§ **文書の一節**
----------------------------------------
箱根駅伝PRESSBACK NUMBER
箱根駅伝大ブレーキから3年「さすがに精神的に辛かった」 元駒大エース・工藤有生が振り返る“泣き崩れたあの日”
text by
佐藤俊Shun Sato
photograph byYuki Suenaga
posted2021/05/12 11:02
元駒大エースでコニカミノルタ所属の工藤有生さん。今年4月に現役引退を発表した
「箱根に向けての合宿で、距離走とかできないわけじゃないですけど、動きが全然イメージ通りじゃない。最後の方は、満足に練習を消化することもできなくて。そこで最終的に2区出走はなくなりました。自分としては2年、3年と続けて走って、最後まで2区を走る準備をしてきたので、悔しかったですね」
大八木監督の判断で、最終的に復路の7区に置かれた。2区を走ることができず、練習も消化できなかったので、せめて気合を入れようと頭をバリカンで剃り、坊主頭にした。また、自分の状態を少しでも上げようと鍼灸院に通い、腰に鍼を打った。
しかし、調子が上がっていく気配は感じられなかった。
----------------------------------------
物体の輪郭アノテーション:
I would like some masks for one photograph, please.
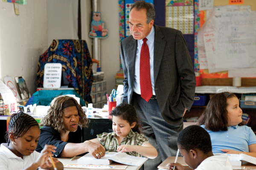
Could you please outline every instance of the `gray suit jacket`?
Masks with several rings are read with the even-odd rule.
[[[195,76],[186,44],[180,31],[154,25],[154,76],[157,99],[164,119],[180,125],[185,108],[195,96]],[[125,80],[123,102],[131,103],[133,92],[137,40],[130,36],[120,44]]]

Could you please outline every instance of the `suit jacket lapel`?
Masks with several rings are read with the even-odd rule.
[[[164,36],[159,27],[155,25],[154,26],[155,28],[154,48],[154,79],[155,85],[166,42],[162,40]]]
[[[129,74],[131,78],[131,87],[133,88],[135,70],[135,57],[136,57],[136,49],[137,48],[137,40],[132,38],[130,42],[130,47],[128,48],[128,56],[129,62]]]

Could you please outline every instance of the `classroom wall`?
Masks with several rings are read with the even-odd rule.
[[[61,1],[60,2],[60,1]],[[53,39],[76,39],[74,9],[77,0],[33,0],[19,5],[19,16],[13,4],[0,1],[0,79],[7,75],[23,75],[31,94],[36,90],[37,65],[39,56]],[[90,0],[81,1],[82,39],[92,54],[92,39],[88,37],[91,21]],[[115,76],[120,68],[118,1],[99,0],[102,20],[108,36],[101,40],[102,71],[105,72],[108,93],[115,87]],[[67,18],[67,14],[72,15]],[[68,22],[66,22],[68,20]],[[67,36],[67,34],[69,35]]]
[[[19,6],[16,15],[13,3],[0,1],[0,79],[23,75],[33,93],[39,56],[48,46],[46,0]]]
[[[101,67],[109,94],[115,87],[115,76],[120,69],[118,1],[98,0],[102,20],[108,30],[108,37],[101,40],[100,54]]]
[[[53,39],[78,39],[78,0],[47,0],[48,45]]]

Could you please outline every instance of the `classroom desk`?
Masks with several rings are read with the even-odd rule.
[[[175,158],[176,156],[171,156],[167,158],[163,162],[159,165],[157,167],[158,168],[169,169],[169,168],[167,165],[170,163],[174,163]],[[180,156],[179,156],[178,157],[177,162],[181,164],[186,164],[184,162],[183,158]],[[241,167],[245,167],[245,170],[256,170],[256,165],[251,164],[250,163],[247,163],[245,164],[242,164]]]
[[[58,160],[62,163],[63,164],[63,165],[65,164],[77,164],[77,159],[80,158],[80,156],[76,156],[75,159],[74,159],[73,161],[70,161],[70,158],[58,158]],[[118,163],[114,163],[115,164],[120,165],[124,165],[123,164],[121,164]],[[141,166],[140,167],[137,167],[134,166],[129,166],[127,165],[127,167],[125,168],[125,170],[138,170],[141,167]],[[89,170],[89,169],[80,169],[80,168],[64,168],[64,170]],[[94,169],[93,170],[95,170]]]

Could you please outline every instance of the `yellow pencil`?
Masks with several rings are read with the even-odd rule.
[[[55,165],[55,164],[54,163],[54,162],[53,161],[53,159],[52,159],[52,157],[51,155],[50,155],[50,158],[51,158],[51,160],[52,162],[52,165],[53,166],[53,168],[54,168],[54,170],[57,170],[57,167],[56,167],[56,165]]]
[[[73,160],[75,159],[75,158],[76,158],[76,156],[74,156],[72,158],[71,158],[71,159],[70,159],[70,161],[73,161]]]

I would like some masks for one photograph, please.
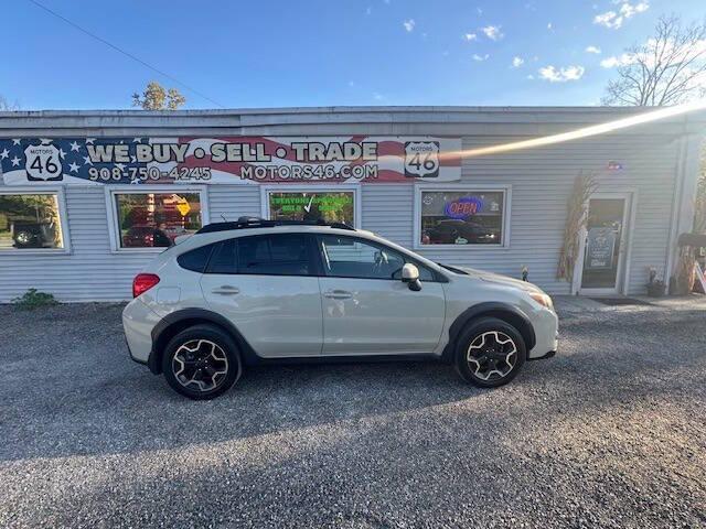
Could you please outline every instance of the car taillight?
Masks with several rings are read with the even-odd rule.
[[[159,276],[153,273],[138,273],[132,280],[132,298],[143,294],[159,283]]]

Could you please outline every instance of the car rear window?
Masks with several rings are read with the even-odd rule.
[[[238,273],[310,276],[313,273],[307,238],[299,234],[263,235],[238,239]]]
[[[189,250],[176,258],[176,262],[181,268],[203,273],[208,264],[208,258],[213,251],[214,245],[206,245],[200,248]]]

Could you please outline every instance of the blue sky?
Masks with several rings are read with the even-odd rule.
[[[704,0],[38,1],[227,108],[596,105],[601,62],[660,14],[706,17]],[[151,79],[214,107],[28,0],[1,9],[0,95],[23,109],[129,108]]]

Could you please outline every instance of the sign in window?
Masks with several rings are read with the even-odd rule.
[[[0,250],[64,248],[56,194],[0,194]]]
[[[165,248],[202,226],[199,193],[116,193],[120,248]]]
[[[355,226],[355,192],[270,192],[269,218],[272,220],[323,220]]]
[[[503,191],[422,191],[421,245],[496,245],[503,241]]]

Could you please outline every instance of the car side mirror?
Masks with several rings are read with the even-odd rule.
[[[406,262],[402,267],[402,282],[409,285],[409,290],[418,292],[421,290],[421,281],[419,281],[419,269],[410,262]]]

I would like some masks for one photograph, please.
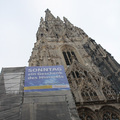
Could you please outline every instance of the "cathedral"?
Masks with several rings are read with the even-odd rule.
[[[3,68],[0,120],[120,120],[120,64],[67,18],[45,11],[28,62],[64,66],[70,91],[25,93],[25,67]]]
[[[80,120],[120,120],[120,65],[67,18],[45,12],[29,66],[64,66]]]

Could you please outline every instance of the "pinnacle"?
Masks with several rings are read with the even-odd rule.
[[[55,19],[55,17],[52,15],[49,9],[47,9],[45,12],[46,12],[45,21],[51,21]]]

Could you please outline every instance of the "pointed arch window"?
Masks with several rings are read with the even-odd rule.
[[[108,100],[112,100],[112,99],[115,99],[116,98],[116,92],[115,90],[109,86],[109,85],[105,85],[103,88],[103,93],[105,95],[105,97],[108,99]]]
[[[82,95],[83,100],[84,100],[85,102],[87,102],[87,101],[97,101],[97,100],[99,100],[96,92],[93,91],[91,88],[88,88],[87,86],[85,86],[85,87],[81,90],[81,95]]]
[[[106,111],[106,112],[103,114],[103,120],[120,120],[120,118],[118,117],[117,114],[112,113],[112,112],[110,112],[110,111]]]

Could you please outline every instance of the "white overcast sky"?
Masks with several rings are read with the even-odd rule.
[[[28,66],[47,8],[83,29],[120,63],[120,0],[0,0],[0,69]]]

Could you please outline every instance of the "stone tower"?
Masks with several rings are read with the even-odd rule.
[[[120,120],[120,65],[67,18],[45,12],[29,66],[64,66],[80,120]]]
----------------------------------------
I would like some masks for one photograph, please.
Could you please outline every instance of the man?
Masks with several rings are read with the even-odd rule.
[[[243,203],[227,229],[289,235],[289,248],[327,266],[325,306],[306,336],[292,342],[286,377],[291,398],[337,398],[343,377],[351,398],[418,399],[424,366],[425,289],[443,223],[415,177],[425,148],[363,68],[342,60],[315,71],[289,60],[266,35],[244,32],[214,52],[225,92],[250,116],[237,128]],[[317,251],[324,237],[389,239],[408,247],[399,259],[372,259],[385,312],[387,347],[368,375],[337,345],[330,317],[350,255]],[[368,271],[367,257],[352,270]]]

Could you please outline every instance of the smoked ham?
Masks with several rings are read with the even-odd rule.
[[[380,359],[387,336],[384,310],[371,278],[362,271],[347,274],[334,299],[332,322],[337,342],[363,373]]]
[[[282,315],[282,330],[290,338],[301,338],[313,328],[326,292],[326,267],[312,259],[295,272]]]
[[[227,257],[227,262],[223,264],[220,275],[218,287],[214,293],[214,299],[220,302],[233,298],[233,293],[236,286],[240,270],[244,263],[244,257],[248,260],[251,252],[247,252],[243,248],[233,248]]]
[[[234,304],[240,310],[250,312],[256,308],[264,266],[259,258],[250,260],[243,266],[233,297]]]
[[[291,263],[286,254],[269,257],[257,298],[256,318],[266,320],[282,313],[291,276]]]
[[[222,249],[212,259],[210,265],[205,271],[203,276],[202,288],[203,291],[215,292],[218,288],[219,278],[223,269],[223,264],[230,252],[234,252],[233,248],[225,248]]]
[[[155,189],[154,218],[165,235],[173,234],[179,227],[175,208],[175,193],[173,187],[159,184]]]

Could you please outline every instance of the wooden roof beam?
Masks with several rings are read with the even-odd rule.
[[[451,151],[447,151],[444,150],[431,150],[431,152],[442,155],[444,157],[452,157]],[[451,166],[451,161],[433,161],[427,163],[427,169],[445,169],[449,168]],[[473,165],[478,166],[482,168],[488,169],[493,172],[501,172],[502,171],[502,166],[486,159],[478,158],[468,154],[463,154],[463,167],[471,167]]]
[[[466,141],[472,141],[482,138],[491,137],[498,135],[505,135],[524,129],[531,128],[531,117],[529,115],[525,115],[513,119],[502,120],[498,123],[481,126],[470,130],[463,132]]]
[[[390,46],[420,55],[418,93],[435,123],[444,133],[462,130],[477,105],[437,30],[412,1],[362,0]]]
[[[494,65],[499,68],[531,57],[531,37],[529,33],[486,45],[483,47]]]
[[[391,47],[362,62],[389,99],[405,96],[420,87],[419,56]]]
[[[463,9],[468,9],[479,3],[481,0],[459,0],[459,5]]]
----------------------------------------
§ **目的 1**
リストのうち、「Could you please outline every instance of the wooden」を含む行で始まり「[[[463,9],[468,9],[479,3],[481,0],[459,0],[459,5]]]」を含む行で終わる部分を、空行を除いて番号付きリストに変換してもらえますか？
§ **目的 2**
箱根駅伝を振り返る工藤有生さんの記事を、最後の文の後から書き続けてもらえますか？
工藤有生さんの記事とリストの間には何の関係もありません。

§ **出力 1**
1. Could you please outline every instance of the wooden roof beam?
2. Masks with several rings are read with the even-odd rule.
3. [[[451,151],[447,151],[444,150],[431,150],[431,152],[442,155],[444,157],[452,157]],[[451,166],[451,161],[433,161],[427,163],[427,169],[445,169],[449,168]],[[473,165],[478,166],[482,168],[488,169],[493,172],[501,172],[502,171],[502,166],[486,159],[478,158],[468,154],[463,154],[463,167],[471,167]]]
4. [[[466,141],[472,141],[482,138],[491,137],[498,135],[505,135],[524,129],[531,128],[531,117],[529,115],[525,115],[513,119],[502,120],[498,123],[481,126],[470,130],[463,132]]]
5. [[[390,46],[420,55],[418,93],[435,123],[444,133],[462,130],[477,105],[437,30],[412,1],[362,0]]]
6. [[[494,65],[499,68],[531,57],[531,37],[529,33],[486,45],[483,47]]]
7. [[[391,47],[362,62],[389,99],[405,96],[420,87],[419,56]]]
8. [[[463,9],[468,9],[479,3],[481,0],[459,0],[459,5]]]

§ **出力 2**
箱根駅伝当日の朝は「動きが思った以上に悪かった」
2018年1月2日、大学最後の箱根駅伝――。
チームの目標は総合3位以内だったが、まさかの往路で13位に低迷。チームに重たい空気が漂う中、「シード権死守」に目標が切り替わった。ゲームチェンジャーとして7区に置かれた駅伝主将に、期待と責任がズシリとのしかかる。
往路で同学年の高本真樹が4区5位と好走し、力をもらっていたが、当日の朝も1000m1本の調整練習では、動きが思った以上に悪かった。「エースの責任」を背中に背負いつつ、自分の中に渦巻く大きな不安を最後までかき消すことができない。ここで盛り返さなければ、シード権も危うい。工藤は、自分の力を信じてロードに飛び出した。
「あっ、いけるわ」
最初の数キロを走ると朝の動きの悪さはなく、1キロ2分55秒でテンポよく走れた。シード権死守のために順位を挽回すべく、軽快なペースを刻んでいく。ところが、5キロを過ぎてから突然、左足に異変が起きた。
「あれ? 力が入らない」
頭が真っ白に「やばい、どうしよう」
嫌な予感を押し込めようとしたが、10キロを越えると症状がさらに酷くなった。左足から力が抜けて、思うように動かない。
「レース中に、その症状(ぬけぬけ病)が出てしまうのは初めてのことで、しかもかなりひどい状況でした。それで余計に驚いてしまって、頭が真っ白になってしまった」
左足を手でたたいて刺激を入れても足は何も反応しない。体が横ブレし、徐々にスピードが落ちていく。その時点で、まだ10キロも残っていた。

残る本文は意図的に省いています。